**文書の抜粋:**

泉蔵寺。東松山市上押垂にある天台宗寺院

猫の足あとによる埼玉県寺社案内

薬王山泉蔵寺。東松山市上押垂にある天台宗寺院

泉蔵寺の概要

天台宗寺院の泉蔵寺は、薬王山正泉院と号します。泉蔵寺の創建年代等は不詳ながら、江戸期には、上押垂地内に十王堂・観音堂を構えていた他、山王社の別当を勤めていた寺院です。当寺所蔵の絵馬は、狩野朴斎の筆による縦111.5cm、横175cmの大絵馬で山下三郎ヱ門が元禄3年(1690)に奉納したもので、十一面観音立像とともに東松山市文化財に指定されています。比企西国三十三所観音霊場19番、中武蔵七十二薬師53番です。

泉蔵寺
泉蔵寺の概要
山号 薬王山
院号 正泉院
寺号 泉蔵寺
本尊 薬師如来像
住所 東松山市上押垂116-1
宗派 天台宗
葬儀・墓地 -
備考 -



泉蔵寺の縁起

泉蔵寺の創建年代等は不詳ながら、江戸期には、上押垂地内に十王堂・観音堂を構えていた他、山王社の別当を勤めていた寺院です。

新編武蔵風土記稿による泉蔵寺の縁起

(上押垂村)

**課題 1:**
下のエントリで、文字列「white」を含む行を数え、その数だけを答えてください。大文字と小文字は区別します。
**課題 2:**
上の泉蔵寺についての文章を、最後の行の次から書き継いでください。

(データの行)
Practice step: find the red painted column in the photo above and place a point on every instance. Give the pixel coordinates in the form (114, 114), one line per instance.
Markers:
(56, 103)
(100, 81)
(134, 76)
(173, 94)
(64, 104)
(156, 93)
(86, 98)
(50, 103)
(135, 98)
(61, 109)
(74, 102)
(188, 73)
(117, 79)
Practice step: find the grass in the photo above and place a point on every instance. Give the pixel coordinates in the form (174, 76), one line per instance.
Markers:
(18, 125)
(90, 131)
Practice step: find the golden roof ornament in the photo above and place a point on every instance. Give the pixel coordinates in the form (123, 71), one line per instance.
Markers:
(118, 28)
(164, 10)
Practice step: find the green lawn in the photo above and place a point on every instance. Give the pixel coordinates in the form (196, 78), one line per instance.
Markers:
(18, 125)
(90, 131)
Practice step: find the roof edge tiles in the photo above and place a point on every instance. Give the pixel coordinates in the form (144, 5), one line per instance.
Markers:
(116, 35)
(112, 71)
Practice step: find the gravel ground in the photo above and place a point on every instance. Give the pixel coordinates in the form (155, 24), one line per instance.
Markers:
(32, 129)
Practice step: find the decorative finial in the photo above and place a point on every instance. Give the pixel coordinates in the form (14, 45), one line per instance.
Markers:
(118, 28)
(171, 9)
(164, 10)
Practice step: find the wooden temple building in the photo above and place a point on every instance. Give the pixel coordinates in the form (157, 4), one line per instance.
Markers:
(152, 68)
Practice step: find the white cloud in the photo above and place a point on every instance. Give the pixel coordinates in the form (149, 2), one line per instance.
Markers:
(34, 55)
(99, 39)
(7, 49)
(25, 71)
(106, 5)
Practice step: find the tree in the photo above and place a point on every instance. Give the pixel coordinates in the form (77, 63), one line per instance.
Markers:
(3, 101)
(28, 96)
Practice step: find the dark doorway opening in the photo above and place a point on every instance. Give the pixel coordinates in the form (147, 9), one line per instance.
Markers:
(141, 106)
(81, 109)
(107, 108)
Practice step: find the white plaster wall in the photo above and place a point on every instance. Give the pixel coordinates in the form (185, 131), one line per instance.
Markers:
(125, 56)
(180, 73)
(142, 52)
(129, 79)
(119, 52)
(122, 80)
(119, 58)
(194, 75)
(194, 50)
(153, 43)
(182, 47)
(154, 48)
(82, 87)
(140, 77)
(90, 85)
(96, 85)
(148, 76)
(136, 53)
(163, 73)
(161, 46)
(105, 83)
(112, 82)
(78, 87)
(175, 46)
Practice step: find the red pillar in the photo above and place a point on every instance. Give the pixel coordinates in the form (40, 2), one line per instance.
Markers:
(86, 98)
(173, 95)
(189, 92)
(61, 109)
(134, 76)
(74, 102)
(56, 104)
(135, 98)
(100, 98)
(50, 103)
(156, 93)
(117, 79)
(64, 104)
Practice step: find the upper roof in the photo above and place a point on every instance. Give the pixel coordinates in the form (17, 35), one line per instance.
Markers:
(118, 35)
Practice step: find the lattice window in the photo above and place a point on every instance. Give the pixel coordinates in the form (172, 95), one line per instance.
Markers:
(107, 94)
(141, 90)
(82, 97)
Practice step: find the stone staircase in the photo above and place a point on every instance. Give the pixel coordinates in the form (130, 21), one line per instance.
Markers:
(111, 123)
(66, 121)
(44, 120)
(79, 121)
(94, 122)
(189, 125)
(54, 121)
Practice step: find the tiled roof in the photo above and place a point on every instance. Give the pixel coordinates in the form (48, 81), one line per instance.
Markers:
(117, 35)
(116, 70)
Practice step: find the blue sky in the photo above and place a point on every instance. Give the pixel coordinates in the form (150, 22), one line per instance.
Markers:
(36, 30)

**解答 1:**
2

**解答 2:**
泉蔵寺
天台宗、下青鳥村浄光寺門徒なり、薬王山正泉院と號す、本尊薬師を安ず、
---
十王堂
泉蔵寺持、
---
觀音堂
同上、(新編武蔵風土記稿より)


泉蔵寺所蔵の文化財

  • 泉蔵寺十一面観音立像
  • 泉蔵寺の絵馬(馬の図)

泉蔵寺十一面観音立像・泉蔵寺の絵馬(馬の図)

観音像は像高一一〇cmの立像で、頭上には、本面を含めて十一面になる菩薩面十面と頂上仏、化仏を載せ、右手は与願の印(願いをかなえる意味をもつ)を結び、左手は蓮華を差した水瓶を持っています。舟形光背を背負い蓮華座に立つものです。
本像の材質は檜材で、体幹部および頭部は、四材を前後に合わせた寄木造です。像の内部は空洞(内刳り)で、頭部は差し首、目は彫眼となっています。
胎内から発見された銘文から、庚申待供養のため権少僧都重慶が中心となり天正三年(一五七五)に、玉運浄玄法眼という仏師によって造られたものであることが明らかになりました。また、胎内からは、一四世紀頃の菩薩像頭部の一部が見つかり、規模や構造、表現の特徴から今の観音像の前身像の一部と考えられています。
絵馬は黒駒が横に繋がれている様子を描いた図で、屋根型をした縦一一一・五cm、横一七五cmの大型の絵馬です。墨書から山下三郎ヱ門なる人物が元禄三年(一六九〇)に奉納したことが判りました。絵は狩野朴斎によって描かれたものです。今のところ市内では最古の絵馬で、願主、製作者、製作年がわかる貴重なものです。(東松山市教育委員会掲示より)

泉蔵寺の周辺図


参考資料

  • 「新編武蔵風土記稿」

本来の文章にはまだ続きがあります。